— start Records —

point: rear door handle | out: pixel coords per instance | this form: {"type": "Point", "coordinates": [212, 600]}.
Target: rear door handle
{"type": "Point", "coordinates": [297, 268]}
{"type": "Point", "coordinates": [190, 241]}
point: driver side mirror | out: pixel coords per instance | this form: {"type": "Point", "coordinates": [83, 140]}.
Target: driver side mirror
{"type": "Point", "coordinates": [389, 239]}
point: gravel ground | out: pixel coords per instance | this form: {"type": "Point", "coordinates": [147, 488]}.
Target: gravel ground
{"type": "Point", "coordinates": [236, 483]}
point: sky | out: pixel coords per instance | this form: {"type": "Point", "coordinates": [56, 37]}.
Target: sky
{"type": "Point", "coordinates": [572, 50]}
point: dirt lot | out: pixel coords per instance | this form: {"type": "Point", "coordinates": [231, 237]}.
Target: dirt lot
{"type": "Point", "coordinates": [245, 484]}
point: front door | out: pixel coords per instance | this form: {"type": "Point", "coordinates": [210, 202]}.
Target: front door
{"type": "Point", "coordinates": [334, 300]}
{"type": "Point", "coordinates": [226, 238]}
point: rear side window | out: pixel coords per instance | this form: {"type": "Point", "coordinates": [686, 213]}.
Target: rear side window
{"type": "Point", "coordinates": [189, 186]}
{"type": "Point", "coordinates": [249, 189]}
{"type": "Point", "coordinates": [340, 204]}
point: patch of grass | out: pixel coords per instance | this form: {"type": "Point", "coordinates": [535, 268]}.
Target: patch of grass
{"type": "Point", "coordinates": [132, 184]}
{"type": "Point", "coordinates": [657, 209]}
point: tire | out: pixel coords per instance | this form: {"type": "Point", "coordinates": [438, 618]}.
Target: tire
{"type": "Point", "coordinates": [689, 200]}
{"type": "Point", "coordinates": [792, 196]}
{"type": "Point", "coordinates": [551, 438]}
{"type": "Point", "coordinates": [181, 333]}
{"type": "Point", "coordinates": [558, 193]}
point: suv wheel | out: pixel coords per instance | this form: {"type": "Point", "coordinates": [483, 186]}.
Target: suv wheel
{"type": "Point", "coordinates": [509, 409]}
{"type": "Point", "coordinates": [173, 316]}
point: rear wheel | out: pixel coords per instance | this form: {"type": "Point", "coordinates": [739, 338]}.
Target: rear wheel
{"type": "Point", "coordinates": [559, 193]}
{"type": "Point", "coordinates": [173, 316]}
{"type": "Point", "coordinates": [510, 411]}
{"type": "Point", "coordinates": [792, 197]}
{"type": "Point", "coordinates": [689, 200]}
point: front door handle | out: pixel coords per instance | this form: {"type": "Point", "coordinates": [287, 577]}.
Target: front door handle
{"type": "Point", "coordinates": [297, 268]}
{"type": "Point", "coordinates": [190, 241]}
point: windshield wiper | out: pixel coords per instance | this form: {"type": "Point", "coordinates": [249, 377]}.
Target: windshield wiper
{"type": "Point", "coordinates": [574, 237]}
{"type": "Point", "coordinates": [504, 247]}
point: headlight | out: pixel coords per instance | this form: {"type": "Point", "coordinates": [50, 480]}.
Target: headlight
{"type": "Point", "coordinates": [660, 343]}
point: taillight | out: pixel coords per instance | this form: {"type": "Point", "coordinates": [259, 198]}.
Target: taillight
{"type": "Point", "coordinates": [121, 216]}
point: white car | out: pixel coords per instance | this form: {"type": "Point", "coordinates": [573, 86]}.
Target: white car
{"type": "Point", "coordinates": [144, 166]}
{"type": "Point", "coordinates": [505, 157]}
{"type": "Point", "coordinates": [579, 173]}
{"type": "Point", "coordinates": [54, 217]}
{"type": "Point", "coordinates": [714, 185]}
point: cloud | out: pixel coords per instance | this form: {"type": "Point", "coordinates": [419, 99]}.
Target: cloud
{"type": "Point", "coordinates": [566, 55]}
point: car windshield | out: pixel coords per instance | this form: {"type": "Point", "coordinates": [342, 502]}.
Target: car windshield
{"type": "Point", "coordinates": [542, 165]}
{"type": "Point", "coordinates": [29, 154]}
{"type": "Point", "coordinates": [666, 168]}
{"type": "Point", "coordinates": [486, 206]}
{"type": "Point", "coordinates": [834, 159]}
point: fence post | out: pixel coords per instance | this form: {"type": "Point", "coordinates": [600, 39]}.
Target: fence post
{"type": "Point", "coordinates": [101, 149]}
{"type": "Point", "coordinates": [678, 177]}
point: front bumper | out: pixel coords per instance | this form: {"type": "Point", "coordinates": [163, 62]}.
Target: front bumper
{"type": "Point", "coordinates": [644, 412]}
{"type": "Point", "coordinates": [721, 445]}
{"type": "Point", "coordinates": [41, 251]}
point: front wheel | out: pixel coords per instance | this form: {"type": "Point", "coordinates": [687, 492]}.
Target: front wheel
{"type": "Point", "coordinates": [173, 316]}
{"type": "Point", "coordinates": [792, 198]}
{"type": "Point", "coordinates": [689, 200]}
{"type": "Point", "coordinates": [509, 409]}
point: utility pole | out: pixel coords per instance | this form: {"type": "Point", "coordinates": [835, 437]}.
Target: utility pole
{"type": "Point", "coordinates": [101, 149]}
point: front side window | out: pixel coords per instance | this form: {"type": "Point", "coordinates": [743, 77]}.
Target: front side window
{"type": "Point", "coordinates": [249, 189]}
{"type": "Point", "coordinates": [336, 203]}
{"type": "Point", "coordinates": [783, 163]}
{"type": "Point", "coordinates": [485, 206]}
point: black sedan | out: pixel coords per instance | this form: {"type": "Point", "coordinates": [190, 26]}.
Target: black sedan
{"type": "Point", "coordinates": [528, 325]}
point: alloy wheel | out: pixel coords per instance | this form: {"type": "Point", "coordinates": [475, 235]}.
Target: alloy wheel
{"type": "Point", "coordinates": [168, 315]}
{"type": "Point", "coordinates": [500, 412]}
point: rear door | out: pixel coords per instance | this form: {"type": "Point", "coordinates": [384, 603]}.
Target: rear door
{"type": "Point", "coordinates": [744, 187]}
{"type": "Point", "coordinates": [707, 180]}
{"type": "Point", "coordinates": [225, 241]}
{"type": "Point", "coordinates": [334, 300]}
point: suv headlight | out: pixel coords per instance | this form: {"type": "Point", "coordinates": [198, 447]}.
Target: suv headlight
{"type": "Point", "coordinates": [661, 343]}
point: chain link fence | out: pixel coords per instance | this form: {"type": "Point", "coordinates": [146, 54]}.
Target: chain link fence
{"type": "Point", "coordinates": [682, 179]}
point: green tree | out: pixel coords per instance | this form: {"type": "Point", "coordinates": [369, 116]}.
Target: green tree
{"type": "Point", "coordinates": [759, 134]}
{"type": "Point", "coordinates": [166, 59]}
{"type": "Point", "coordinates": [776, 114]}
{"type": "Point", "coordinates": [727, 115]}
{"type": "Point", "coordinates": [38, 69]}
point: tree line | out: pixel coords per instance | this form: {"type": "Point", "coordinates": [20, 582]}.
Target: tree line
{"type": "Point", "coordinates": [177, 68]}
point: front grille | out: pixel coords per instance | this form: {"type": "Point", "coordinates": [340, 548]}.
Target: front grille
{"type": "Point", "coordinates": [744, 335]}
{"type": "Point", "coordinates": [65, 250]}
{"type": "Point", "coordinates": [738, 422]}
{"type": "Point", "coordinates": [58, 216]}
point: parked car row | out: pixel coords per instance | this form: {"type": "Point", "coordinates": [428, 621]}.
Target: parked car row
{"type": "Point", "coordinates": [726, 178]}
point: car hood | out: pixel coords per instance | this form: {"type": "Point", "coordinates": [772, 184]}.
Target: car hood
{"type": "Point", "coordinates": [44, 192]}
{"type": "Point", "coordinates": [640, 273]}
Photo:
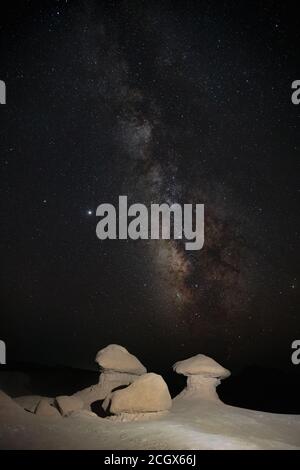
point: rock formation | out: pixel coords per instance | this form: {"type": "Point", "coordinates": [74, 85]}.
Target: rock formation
{"type": "Point", "coordinates": [203, 376]}
{"type": "Point", "coordinates": [118, 368]}
{"type": "Point", "coordinates": [147, 394]}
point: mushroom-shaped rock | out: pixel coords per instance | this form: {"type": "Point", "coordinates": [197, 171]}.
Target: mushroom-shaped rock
{"type": "Point", "coordinates": [147, 394]}
{"type": "Point", "coordinates": [203, 374]}
{"type": "Point", "coordinates": [44, 408]}
{"type": "Point", "coordinates": [67, 404]}
{"type": "Point", "coordinates": [118, 368]}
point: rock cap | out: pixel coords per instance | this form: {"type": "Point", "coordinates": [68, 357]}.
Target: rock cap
{"type": "Point", "coordinates": [116, 358]}
{"type": "Point", "coordinates": [201, 365]}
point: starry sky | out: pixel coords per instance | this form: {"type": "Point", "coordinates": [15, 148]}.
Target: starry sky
{"type": "Point", "coordinates": [186, 102]}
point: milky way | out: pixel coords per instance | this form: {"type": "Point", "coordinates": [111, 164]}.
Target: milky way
{"type": "Point", "coordinates": [165, 103]}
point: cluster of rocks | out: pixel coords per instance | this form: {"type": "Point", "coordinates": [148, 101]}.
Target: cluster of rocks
{"type": "Point", "coordinates": [126, 391]}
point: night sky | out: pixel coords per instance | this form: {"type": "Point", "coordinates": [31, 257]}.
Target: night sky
{"type": "Point", "coordinates": [186, 102]}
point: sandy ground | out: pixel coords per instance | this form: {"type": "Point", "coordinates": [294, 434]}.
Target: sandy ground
{"type": "Point", "coordinates": [191, 424]}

— end Records —

Rewrite the records from the line containing "point: night sky" through the end, replacing "sandy ground" with "desert sand" and leaving everything else unchanged.

Task response:
point: night sky | out: pixel coords per instance | this form: {"type": "Point", "coordinates": [31, 257]}.
Target: night sky
{"type": "Point", "coordinates": [186, 102]}
point: desert sand | out: pixel coords per instance | this form: {"type": "Point", "coordinates": [294, 434]}.
Target: desert sand
{"type": "Point", "coordinates": [191, 424]}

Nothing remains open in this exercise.